— BEGIN RECORD EXCERPTS —

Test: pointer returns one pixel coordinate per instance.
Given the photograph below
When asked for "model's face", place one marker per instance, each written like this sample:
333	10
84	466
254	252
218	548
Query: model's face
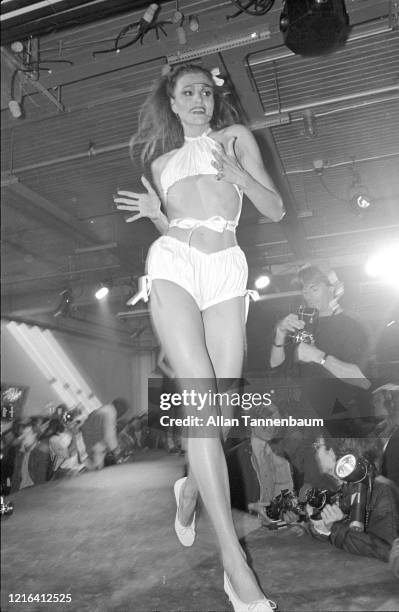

— END RECORD EXCERPTS —

WHAT YOU NEED TO DO:
Can you copy the entries above word for word, leaving out any pictures?

COMPLETED TASK:
Test: pointer returns one pixel coordinate per instance.
Given the photograph below
When asked for "model's face", place one marker per instance, each written like this sample:
333	10
84	466
254	252
218	548
Query: model's face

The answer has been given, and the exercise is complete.